■ About this task
Copy each line of the data exactly. Leave nothing out.

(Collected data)
◆ ◆ ◆ ◆
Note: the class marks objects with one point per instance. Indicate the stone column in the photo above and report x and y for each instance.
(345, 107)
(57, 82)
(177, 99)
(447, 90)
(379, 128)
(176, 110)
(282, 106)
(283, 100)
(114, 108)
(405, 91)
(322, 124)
◆ ◆ ◆ ◆
■ Exercise output
Note: the class marks objects with one point per instance. Indicate the stone column in the photo above and report x and y for each instance.
(345, 107)
(57, 82)
(177, 99)
(447, 90)
(379, 128)
(176, 110)
(282, 106)
(283, 100)
(114, 108)
(405, 91)
(322, 124)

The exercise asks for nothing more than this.